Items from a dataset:

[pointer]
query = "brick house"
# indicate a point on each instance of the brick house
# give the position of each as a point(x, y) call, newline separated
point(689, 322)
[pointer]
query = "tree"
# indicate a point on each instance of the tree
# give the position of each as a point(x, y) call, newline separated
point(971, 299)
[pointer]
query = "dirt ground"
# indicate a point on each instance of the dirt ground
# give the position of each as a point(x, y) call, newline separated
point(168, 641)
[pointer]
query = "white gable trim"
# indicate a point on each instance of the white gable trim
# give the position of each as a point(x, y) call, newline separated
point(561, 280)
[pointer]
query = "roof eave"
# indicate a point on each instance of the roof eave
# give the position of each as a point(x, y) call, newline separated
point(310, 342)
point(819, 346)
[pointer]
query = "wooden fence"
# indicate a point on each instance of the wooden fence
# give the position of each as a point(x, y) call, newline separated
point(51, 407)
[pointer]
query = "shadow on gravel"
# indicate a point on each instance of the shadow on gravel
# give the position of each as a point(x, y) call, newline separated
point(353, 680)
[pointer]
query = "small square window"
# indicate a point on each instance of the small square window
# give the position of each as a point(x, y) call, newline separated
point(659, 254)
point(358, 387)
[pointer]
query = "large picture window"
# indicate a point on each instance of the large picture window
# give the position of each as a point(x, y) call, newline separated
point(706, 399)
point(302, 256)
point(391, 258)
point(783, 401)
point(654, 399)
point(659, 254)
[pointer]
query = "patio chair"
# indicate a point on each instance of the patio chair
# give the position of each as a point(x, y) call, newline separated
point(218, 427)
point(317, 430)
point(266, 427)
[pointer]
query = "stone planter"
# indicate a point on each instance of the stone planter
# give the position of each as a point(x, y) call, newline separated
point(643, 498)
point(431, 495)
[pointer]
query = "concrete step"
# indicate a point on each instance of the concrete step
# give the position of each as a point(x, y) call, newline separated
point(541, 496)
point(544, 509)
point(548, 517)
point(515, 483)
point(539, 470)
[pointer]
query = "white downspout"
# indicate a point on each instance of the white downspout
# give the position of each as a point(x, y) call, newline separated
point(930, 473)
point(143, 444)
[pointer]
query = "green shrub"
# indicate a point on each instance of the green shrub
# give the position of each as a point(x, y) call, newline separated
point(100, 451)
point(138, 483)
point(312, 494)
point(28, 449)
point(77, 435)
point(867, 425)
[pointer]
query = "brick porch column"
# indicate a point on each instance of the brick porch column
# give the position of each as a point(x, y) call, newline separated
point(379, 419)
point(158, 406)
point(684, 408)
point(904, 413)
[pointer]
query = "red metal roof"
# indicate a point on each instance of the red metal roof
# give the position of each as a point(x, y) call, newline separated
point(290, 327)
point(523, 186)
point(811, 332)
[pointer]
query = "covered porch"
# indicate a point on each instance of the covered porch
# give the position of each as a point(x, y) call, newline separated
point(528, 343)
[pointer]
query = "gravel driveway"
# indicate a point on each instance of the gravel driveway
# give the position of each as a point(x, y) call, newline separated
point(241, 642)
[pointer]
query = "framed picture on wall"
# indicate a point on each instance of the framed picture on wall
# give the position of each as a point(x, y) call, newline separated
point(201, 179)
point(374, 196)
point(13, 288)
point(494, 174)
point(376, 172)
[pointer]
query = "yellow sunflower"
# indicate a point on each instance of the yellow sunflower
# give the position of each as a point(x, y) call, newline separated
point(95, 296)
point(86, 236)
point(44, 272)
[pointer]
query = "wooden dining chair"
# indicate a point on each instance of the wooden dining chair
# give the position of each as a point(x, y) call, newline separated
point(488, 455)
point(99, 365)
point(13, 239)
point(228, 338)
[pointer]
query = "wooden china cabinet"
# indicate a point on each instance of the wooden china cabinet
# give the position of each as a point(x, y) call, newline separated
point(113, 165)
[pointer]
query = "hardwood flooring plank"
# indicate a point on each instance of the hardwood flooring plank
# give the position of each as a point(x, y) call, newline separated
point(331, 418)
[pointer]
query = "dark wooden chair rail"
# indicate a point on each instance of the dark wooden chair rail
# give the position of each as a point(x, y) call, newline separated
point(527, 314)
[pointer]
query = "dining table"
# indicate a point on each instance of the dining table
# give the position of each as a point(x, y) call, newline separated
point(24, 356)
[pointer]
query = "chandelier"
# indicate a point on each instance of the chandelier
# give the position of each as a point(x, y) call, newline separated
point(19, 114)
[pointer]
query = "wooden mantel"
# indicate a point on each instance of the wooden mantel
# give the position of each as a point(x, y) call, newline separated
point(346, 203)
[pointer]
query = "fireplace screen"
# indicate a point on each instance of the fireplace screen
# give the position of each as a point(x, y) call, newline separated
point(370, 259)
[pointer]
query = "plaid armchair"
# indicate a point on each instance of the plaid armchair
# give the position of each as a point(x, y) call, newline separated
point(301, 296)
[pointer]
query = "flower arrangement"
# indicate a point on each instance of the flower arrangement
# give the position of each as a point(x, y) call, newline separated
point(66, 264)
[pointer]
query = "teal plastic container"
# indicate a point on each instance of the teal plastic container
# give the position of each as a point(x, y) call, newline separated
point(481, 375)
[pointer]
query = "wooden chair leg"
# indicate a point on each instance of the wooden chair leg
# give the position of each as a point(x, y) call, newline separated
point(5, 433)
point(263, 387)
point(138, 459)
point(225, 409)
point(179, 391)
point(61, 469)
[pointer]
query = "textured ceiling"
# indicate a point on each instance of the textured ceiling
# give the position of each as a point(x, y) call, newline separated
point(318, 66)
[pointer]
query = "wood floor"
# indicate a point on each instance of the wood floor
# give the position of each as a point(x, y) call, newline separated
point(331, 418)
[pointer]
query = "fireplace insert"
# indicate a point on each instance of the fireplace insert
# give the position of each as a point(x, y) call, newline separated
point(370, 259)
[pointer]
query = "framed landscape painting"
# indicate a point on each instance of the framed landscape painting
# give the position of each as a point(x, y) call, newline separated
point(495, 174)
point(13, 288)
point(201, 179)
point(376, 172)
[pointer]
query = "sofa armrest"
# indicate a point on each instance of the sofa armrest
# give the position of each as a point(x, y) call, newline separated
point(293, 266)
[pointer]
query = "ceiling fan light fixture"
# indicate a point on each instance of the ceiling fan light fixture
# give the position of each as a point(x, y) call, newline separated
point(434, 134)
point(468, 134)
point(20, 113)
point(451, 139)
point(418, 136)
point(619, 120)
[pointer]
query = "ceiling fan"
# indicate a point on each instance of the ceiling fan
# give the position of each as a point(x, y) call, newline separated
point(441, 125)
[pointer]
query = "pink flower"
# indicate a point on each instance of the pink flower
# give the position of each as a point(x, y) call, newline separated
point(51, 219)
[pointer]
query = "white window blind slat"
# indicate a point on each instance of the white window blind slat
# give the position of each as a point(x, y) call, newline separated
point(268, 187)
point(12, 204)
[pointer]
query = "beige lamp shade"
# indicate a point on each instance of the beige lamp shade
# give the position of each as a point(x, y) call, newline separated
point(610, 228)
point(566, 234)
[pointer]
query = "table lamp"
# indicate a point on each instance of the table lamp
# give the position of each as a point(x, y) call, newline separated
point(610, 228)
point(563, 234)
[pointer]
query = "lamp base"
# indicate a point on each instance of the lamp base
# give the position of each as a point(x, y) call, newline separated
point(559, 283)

Exercise details:
From the first line to the last, restate the data above exactly.

Task result:
[pointer]
query = "brick house"
# indicate a point on each instance of the brick house
# give the position of each as a point(x, y) call, newline separated
point(689, 322)
[pointer]
query = "tree"
# indicate a point on each instance of the tree
# give the position of each as a point(x, y) call, newline separated
point(971, 299)
[pointer]
query = "dirt ground"
# indicate a point on each instance of the dirt ground
# give the position of each as a point(x, y) call, newline separated
point(168, 641)
[pointer]
query = "white gable trim"
# indicate a point on each instance of the white gable trim
# give the position of each as a point(x, y) call, newline separated
point(561, 280)
[pointer]
query = "roof eave"
# indicate a point on each instance of the roof eave
# give the position of each as a point(x, y) call, newline separated
point(310, 342)
point(819, 346)
[pointer]
query = "wooden fence"
# indicate a point on each instance of the wooden fence
# give the position of each as a point(x, y) call, newline separated
point(51, 407)
[pointer]
query = "shadow on gravel"
# indicate a point on each instance of the shadow on gravel
# give the position of each as a point(x, y) call, newline separated
point(353, 680)
[pointer]
query = "small square window"
# indicate a point on each instance of the small square window
# give the position of each as a point(x, y) call, newline separated
point(659, 254)
point(358, 387)
[pointer]
query = "large picture window"
# indicate a point on each instance of the large picture window
# give the position of each as a point(x, y) call, newline separated
point(706, 399)
point(302, 256)
point(391, 258)
point(783, 401)
point(654, 399)
point(659, 254)
[pointer]
query = "patio chair"
# indicate a point on each instance of the patio chair
# give the position of each as a point(x, y) call, newline separated
point(218, 427)
point(317, 430)
point(266, 427)
[pointer]
query = "stone planter"
# indicate a point on each instance of the stone planter
# give the position of each as a point(x, y) call, newline separated
point(643, 498)
point(431, 495)
[pointer]
query = "concrete step"
# indicate a point on each instance of the concrete step
# give the position of each as a point(x, y) call, newline separated
point(541, 496)
point(544, 509)
point(548, 517)
point(515, 483)
point(539, 470)
[pointer]
query = "white downspout"
# indicate a point on each instance of the white downspout
# give the position of each as a point(x, y) call, newline separated
point(930, 473)
point(143, 444)
[pointer]
query = "green shrub"
# indicate a point on each instance of the green shrub
# give the position of each as a point(x, y) call, newline separated
point(100, 451)
point(138, 483)
point(312, 494)
point(28, 449)
point(77, 435)
point(867, 425)
[pointer]
query = "brick porch column"
# indicate a point on each instance of the brick porch column
# give the position of each as a point(x, y) call, newline separated
point(379, 419)
point(158, 406)
point(684, 408)
point(904, 413)
[pointer]
query = "red metal roof"
# indicate a point on each instance of the red metal roof
# give the position of each as a point(x, y) call, newline separated
point(290, 327)
point(523, 186)
point(811, 332)
[pointer]
query = "covered porch"
# indicate a point on each instance of the covered porch
# give the position of each as a point(x, y) call, newline separated
point(528, 343)
[pointer]
query = "gravel driveway"
# indicate a point on each instance of the gravel driveway
# give the position of each as a point(x, y) call, newline separated
point(241, 642)
[pointer]
query = "framed picture on wall"
# indicate a point on each instance of the framed picture on wall
# give the position of each as a point(x, y) call, newline separated
point(201, 179)
point(374, 196)
point(13, 288)
point(494, 174)
point(376, 172)
[pointer]
query = "yellow sunflower"
# indicate a point on each instance of the yellow sunflower
# give the position of each as a point(x, y) call, newline separated
point(95, 296)
point(86, 236)
point(44, 272)
[pointer]
query = "wooden dining chair"
# indicate a point on each instance of the wooden dining chair
# give the position of each as a point(x, y) call, newline separated
point(488, 455)
point(99, 365)
point(13, 239)
point(228, 338)
[pointer]
query = "wooden china cabinet"
# indicate a point on each instance of the wooden china cabinet
# give the position of each as a point(x, y) call, newline separated
point(113, 165)
[pointer]
query = "hardwood flooring plank"
# indicate a point on each instance of the hardwood flooring plank
# give the position of each as a point(x, y) call, newline separated
point(331, 418)
[pointer]
query = "dark wooden chair rail"
# indicate a point on each instance of the dark wooden chair rail
# give the position of each as a point(x, y) call, newline separated
point(527, 314)
[pointer]
query = "dining table"
# indicate a point on each instance of the dining table
# give the position of each as a point(x, y) call, newline separated
point(24, 356)
[pointer]
query = "chandelier"
# indicate a point on each instance of the chandelier
# give the position of each as a point(x, y) call, newline separated
point(19, 114)
[pointer]
query = "wooden mantel"
# indicate a point on each instance of the wooden mantel
# give the position of each as a point(x, y) call, newline separated
point(346, 203)
[pointer]
query = "fireplace screen"
# indicate a point on each instance of the fireplace screen
# give the position of each as a point(x, y) call, newline separated
point(370, 259)
[pointer]
query = "plaid armchair"
# indicate a point on each instance of the plaid armchair
# give the position of each as a point(x, y) call, newline separated
point(301, 296)
[pointer]
query = "flower arrangement"
# indicate a point on each instance of the flower arrangement
# give the position of each as a point(x, y) call, newline separated
point(66, 264)
[pointer]
query = "teal plastic container"
# indicate a point on each instance of the teal plastic container
# give the position of each as a point(x, y) call, newline separated
point(481, 375)
[pointer]
query = "wooden chair leg"
# indicate a point on each instance of the wooden chair leg
# give the position of each as a point(x, y) call, newline separated
point(5, 433)
point(263, 387)
point(138, 459)
point(225, 409)
point(179, 391)
point(61, 469)
[pointer]
query = "textured ceiling"
# indicate a point on each instance of the textured ceiling
# give the position of each as a point(x, y) call, newline separated
point(318, 66)
[pointer]
query = "wood floor"
# indicate a point on each instance of the wood floor
# give the position of each as a point(x, y) call, newline separated
point(331, 418)
[pointer]
query = "fireplace insert"
# indicate a point on each instance of the fireplace insert
# give the position of each as a point(x, y) call, newline separated
point(370, 259)
[pointer]
query = "framed landscape painting"
# indicate a point on each instance of the framed landscape painting
# give the position of each as a point(x, y) call, newline separated
point(495, 174)
point(13, 288)
point(201, 179)
point(376, 172)
[pointer]
query = "sofa armrest"
# indicate a point on each instance of the sofa armrest
# give the position of each as a point(x, y) call, newline separated
point(293, 266)
[pointer]
query = "ceiling fan light fixture"
# indicate a point on each instance of the ceiling fan light fixture
# give the position of each as a point(x, y) call, newline separated
point(434, 134)
point(468, 134)
point(20, 113)
point(451, 139)
point(418, 136)
point(619, 120)
[pointer]
query = "ceiling fan"
# indicate a point on each instance of the ceiling fan
# give the position of each as a point(x, y) call, newline separated
point(441, 125)
[pointer]
query = "pink flower"
# indicate a point on each instance of the pink flower
# give the position of each as a point(x, y) call, newline separated
point(51, 219)
[pointer]
query = "white window blind slat"
# indicate a point on each instance of the white window blind slat
# give the position of each as a point(x, y) call, newline separated
point(268, 187)
point(12, 204)
[pointer]
query = "beige lamp shade"
# indicate a point on each instance of the beige lamp shade
# give the position of each as a point(x, y) call, newline separated
point(610, 228)
point(566, 234)
[pointer]
query = "table lamp"
# indicate a point on each instance of the table lamp
# give the position of each as a point(x, y) call, newline separated
point(610, 228)
point(563, 234)
[pointer]
query = "lamp base"
# indicate a point on each instance of the lamp base
# give the position of each as a point(x, y) call, newline separated
point(559, 283)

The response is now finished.